REQUIREMENT
Copy out all of the records below word for word, keeping every line unchanged and in order.
§
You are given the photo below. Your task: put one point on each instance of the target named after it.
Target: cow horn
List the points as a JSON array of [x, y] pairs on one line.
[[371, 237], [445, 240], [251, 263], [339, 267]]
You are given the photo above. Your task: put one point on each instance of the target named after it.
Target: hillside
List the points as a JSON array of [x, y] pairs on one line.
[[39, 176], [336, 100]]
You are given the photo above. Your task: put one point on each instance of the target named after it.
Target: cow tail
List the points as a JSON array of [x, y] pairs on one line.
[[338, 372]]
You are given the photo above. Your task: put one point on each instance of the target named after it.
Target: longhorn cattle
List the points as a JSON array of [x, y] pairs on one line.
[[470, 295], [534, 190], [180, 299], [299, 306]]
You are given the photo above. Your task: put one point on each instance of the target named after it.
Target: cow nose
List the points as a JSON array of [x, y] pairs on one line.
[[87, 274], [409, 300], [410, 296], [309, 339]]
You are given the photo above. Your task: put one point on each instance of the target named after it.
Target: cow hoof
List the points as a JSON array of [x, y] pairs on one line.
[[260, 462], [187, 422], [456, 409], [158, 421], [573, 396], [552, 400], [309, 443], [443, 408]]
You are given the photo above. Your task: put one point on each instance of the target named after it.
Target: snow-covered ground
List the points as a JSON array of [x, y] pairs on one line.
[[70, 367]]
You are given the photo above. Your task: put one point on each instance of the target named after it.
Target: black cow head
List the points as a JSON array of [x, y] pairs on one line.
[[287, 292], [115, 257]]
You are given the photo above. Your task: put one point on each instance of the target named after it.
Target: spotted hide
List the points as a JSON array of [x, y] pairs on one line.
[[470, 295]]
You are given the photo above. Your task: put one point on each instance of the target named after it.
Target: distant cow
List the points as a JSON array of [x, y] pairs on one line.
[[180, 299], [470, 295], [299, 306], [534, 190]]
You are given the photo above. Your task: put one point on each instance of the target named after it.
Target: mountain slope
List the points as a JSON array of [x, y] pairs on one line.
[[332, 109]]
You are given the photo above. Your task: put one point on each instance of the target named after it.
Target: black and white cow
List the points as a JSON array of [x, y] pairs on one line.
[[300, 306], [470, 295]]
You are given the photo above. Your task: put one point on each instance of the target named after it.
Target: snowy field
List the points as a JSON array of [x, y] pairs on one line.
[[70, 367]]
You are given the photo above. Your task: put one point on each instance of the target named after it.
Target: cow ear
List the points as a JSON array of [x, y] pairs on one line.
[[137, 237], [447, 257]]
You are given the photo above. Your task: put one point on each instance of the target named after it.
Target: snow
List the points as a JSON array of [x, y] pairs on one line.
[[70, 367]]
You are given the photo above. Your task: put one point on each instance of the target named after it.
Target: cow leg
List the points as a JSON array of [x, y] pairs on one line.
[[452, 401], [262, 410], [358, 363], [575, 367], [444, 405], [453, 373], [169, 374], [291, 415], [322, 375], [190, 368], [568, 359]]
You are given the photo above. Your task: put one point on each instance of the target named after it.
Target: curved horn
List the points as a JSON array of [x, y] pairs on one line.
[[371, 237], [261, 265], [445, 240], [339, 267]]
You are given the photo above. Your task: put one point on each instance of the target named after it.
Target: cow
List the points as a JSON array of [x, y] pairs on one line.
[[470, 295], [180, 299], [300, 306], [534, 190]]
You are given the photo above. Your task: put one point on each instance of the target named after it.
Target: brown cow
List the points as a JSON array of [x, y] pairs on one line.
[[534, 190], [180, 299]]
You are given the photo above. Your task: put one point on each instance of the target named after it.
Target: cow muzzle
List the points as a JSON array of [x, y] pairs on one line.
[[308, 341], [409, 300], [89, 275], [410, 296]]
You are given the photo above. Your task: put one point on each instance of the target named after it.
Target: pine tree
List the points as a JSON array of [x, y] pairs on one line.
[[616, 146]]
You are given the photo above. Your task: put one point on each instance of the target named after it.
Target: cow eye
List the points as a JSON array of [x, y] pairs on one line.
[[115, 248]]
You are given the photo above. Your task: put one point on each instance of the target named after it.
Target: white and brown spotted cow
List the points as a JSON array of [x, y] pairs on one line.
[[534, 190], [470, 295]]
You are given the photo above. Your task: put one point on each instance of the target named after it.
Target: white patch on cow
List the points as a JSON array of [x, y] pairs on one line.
§
EXERCISE OUTPUT
You are given the photo below. Your task: put one point on each instance of the target named after it.
Target: cow horn
List the points as a JSON array of [x, y] pairs on one line.
[[371, 237], [445, 240], [251, 263], [339, 267]]
You are given the photo above. Your task: put one point on each instance of the target named after it.
Target: hillside
List the points as a JSON array of [x, y] pairs on one line.
[[39, 176], [336, 100]]
You are given the photo above. Your task: put one point on each instance of the target named after it.
Target: cow tail
List the points as a JSON array of [x, y] pairs on one line.
[[338, 372]]
You are given the photo above. Your task: put one point on each instance of the target named after it.
Target: longhorn cattle
List the points as a JSON array of [x, y] pairs on one line.
[[470, 295], [534, 190], [180, 299], [299, 306]]
You are given the photo above. Your task: put one point on each instance of the target named after it.
Target: cow nose
List the points as a JSON array of [x, y] pairs on one line.
[[87, 274], [409, 300], [410, 296], [309, 339]]
You are given the photo above. Your task: put one point on each instance of the target named after it.
Target: cow hoof
List the points as a JSON array of [x, y] pairs on one line.
[[260, 462], [187, 422], [456, 409], [158, 421], [573, 396], [552, 400], [309, 443], [443, 408]]
You are given the photo above. Your task: put one point on each instance of the target named after it.
Target: snow-covered ground
List the points as a JSON array of [x, y] pairs on one line.
[[70, 367]]
You are given the photo above. Your task: put one point on each instance of the target named after it.
Target: black cow head
List the points as a JSON array of [x, y] pairs on one line.
[[287, 292], [115, 257]]
You are given the photo above. Your task: put one point on each instance of the target named after it.
Target: spotted hide
List the points as a JSON array of [x, y] pairs on one line.
[[470, 295]]
You are given the photo above. Your task: put one point on each instance of the target named after it.
Target: distant cow
List the points as a JSON array of [x, y] pairs on one line.
[[180, 299], [470, 295], [299, 306], [534, 190]]
You are given the photo above. Your task: put one point on each instance of the target named after it.
Target: mountain slope
List the points as a JSON array of [x, y] pairs on one line.
[[332, 109]]
You are given the photo above. Your task: put one point on each instance of the target named after it.
Target: black and white cow
List the points as a JSON array of [x, y] pairs on one line.
[[300, 306], [470, 295]]
You are given the photo above. Your task: put one point on each instance of the target named after it.
Target: snowy field
List the points as a JSON array of [x, y] pairs on one line.
[[70, 367]]
You are given the photo above. Your task: put one point on each instance of the target named after it.
Target: cow ear
List the points as a JSON array of [x, y] pairs on one line.
[[137, 237], [447, 257]]
You are given the photo above. Your task: put one point on each instance of the target named after it.
Target: snow
List the points as a JSON array of [x, y] pairs on one line.
[[70, 367]]
You are given the photo above. Your task: put one point on each instance of the target named after it.
Target: cow leg
List the points as a JSON array of [x, y] pairs on one line.
[[452, 401], [262, 410], [358, 363], [575, 367], [444, 405], [453, 373], [169, 374], [291, 415], [322, 375], [190, 368], [568, 359]]
You are given the photo above. Your task: put one point on each instance of the target named after it.
Target: curved horn
List the points as a JSON array of [x, y] pairs on one line.
[[371, 237], [261, 265], [445, 240], [339, 267]]
You are given the photo above. Your task: put one point on each instance of the target named after it.
Target: cow
List the points as a JSON array of [x, y] pairs on one line.
[[470, 295], [180, 299], [300, 306], [534, 190]]
You are given the photo above. Your task: put one point on each instance of the target named after it.
Target: brown cow
List the points as a JSON array of [x, y] pairs on one line.
[[534, 190], [180, 299]]
You are given the photo above. Your task: put one point on each instance of the target named after it.
Target: cow muzzle
List the points as a JSON array of [x, y] pairs on one line.
[[308, 341], [409, 300], [89, 275], [410, 296]]
You are given the photo above. Your task: put one point on each instance of the target named after it.
Target: pine tree
List the points as a JSON array of [x, y] pairs on one line.
[[616, 146]]
You are given the photo above. Your task: put one point on each instance of the target named after it.
Target: cow eye
List the points as a JSON array of [x, y] pairs on one line.
[[115, 248]]
You are given the photo above. Your task: put one point on each instance of the target named after it.
Target: white and brown spotted cow
List the points as a JSON array of [x, y] pairs on one line.
[[534, 190], [470, 295]]
You are given the photo above. Your task: put one point on each instance of the target named after it.
Target: white patch on cow
List the points as a JSON array of [x, y] pairs on one line.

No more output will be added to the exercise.